**Records to use:**

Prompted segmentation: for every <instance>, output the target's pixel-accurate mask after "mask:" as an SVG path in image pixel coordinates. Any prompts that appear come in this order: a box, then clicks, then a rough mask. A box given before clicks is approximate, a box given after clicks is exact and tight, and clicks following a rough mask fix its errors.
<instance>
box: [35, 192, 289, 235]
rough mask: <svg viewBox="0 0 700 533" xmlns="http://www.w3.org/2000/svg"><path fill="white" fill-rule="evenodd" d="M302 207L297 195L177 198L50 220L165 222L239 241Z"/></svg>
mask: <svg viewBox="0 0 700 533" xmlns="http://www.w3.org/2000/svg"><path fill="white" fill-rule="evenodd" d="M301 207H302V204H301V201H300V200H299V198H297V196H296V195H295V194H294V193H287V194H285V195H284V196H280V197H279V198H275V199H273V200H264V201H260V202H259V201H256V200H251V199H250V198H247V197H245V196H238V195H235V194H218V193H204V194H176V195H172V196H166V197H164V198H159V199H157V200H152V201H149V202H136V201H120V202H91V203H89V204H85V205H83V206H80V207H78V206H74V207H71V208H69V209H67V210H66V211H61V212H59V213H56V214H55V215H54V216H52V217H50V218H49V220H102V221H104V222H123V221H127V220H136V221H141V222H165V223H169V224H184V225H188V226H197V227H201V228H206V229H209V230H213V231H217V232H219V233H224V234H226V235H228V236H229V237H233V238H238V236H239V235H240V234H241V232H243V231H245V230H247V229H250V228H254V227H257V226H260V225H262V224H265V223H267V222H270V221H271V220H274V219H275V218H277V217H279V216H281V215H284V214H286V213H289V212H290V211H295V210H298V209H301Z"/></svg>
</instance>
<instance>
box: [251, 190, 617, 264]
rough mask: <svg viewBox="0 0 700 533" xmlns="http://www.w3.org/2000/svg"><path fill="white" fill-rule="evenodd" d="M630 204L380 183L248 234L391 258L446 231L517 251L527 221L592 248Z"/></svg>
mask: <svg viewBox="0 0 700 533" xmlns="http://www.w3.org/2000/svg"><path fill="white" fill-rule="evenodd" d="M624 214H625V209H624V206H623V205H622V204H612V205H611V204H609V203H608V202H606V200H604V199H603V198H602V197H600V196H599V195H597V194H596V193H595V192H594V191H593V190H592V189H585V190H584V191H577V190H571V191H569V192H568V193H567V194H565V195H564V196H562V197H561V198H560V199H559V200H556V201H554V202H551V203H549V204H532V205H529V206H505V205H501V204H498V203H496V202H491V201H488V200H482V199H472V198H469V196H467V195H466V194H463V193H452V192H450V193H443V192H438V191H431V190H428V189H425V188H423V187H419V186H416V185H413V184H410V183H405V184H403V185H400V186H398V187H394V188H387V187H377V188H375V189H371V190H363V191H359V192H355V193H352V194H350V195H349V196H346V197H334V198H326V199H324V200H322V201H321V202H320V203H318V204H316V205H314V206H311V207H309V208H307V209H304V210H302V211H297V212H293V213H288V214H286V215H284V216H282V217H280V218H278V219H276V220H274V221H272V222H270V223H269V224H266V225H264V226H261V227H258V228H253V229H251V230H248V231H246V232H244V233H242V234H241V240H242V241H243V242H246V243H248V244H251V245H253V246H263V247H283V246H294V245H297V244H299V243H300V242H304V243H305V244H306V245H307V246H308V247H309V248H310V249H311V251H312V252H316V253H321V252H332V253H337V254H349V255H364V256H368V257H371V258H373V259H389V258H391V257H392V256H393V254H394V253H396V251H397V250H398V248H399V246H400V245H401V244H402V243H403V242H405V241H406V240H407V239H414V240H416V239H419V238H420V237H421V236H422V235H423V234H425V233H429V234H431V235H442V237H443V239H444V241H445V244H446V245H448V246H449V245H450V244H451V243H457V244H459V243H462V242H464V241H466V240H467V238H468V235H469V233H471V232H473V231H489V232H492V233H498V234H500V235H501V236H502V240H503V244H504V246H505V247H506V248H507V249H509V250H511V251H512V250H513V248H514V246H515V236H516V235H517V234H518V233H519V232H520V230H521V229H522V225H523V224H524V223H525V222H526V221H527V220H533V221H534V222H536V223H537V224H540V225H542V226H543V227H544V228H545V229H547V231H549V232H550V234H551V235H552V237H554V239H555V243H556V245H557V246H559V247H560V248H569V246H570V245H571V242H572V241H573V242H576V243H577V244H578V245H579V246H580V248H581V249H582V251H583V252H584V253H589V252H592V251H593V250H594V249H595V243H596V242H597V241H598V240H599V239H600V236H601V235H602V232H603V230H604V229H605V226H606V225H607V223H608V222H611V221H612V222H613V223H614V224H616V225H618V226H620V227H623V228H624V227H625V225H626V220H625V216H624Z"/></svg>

**What to do:**
Render the data as a Markdown table with a Row column giving each row's number and a Text column holding the line, starting with the line containing "</instance>" and going on through the line containing "204L380 183L248 234L391", both included. Leave out any blank lines.

**Reply to the exercise:**
| Row | Text |
|---|---|
| 1 | </instance> |
| 2 | <instance> |
| 3 | box: [251, 190, 617, 264] |
| 4 | rough mask: <svg viewBox="0 0 700 533" xmlns="http://www.w3.org/2000/svg"><path fill="white" fill-rule="evenodd" d="M630 204L380 183L248 234L391 258L446 231L517 251L527 221L592 248Z"/></svg> |